→ Task objective
List every line below that contains the string "shrub", matching case exactly.

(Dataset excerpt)
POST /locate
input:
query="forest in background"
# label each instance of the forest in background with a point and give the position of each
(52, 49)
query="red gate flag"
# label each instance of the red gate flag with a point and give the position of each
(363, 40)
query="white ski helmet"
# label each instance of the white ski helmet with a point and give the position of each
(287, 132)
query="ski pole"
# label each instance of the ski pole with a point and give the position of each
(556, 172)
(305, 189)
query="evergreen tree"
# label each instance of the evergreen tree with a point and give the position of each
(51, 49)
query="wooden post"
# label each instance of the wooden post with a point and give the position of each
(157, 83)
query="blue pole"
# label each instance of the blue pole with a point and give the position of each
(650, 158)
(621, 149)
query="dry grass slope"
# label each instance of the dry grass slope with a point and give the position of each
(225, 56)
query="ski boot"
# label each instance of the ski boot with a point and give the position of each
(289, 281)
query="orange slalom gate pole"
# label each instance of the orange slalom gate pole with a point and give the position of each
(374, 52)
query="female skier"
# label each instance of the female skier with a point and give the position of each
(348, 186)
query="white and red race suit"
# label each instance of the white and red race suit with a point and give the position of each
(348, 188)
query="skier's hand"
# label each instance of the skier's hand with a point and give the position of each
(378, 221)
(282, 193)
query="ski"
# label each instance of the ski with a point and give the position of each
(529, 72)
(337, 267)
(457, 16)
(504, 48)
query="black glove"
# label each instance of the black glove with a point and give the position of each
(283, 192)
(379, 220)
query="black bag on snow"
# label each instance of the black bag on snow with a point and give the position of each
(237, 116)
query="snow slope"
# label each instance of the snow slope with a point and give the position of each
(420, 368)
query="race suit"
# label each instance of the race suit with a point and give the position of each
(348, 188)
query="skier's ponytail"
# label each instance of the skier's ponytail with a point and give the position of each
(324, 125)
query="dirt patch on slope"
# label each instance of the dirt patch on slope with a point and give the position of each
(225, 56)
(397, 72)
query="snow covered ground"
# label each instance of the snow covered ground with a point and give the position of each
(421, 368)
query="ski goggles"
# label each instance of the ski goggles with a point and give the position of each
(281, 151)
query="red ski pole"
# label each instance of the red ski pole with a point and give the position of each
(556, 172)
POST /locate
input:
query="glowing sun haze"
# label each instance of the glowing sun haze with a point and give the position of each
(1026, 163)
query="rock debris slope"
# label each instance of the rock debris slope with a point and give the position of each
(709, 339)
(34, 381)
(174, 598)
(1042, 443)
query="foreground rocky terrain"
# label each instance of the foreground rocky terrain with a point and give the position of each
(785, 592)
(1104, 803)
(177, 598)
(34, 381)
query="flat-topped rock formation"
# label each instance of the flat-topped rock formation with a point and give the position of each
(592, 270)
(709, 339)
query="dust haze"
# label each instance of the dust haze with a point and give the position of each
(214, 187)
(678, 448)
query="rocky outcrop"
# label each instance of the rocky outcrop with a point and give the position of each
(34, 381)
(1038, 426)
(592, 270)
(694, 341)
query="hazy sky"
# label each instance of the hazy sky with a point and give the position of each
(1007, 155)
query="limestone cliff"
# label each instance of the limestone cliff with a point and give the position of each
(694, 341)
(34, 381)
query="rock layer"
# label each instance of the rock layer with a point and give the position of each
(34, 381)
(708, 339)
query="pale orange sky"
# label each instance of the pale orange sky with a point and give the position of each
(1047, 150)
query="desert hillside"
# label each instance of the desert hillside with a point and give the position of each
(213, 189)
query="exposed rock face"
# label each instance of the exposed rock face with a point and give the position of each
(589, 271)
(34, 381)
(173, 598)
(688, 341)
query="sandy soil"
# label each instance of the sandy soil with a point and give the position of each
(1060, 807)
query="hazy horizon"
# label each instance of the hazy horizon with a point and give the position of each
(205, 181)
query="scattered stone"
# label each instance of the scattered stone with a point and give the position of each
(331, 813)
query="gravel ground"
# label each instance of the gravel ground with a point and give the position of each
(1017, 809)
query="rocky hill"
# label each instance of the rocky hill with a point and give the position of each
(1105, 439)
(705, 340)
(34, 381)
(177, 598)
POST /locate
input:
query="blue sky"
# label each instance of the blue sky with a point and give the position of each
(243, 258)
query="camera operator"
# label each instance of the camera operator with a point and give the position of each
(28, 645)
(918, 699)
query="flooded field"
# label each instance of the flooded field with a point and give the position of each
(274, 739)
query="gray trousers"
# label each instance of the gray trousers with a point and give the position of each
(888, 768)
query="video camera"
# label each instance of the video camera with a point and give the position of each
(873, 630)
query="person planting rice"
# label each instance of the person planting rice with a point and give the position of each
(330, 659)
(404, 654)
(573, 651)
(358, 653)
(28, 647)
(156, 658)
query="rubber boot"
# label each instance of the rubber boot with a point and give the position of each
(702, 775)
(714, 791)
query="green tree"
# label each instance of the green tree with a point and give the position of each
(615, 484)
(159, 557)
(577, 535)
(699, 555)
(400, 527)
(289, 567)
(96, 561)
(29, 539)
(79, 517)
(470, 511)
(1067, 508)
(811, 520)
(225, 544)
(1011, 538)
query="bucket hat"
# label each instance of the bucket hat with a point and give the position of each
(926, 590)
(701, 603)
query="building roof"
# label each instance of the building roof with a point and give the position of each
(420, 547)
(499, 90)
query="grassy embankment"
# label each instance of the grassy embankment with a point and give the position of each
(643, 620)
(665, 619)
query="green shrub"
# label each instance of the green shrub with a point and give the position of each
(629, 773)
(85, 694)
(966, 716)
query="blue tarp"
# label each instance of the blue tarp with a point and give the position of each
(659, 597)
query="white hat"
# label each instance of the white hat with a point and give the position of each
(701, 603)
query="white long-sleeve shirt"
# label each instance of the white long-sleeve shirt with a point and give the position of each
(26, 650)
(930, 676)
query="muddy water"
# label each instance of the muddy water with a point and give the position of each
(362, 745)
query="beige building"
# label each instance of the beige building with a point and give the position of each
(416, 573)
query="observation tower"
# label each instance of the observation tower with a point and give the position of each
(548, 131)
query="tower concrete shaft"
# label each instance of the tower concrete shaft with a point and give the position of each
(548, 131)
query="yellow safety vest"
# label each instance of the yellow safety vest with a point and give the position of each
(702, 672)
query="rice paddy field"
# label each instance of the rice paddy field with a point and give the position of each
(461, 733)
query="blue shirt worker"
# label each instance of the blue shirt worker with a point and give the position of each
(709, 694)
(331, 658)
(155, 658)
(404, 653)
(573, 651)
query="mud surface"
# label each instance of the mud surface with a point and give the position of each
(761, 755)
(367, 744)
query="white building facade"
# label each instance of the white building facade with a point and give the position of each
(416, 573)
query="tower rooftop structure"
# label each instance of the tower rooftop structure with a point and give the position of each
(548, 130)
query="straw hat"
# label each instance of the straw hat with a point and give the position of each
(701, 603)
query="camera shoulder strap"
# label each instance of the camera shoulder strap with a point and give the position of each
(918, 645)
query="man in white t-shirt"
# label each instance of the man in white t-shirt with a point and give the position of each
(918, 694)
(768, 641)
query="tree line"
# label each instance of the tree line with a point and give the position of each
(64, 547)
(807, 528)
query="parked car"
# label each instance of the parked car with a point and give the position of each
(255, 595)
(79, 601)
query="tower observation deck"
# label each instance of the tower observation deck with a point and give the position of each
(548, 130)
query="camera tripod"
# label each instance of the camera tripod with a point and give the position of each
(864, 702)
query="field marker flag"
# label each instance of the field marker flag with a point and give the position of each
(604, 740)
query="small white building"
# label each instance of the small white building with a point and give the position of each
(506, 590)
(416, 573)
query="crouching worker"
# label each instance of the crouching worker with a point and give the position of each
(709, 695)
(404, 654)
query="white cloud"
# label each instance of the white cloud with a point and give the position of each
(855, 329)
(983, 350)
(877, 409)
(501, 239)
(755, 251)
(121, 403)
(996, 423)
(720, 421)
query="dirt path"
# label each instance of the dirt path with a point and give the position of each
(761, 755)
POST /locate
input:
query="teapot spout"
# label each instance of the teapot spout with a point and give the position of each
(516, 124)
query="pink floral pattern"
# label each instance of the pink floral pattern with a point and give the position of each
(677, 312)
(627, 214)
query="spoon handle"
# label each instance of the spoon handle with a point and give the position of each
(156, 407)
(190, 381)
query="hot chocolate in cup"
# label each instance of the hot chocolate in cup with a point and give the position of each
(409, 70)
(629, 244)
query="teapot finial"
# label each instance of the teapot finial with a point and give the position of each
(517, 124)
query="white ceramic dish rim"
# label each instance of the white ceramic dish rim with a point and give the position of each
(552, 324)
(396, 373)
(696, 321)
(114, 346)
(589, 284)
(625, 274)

→ Task output
query="green shrub"
# label each instance of the green shrub with a point and give the position of each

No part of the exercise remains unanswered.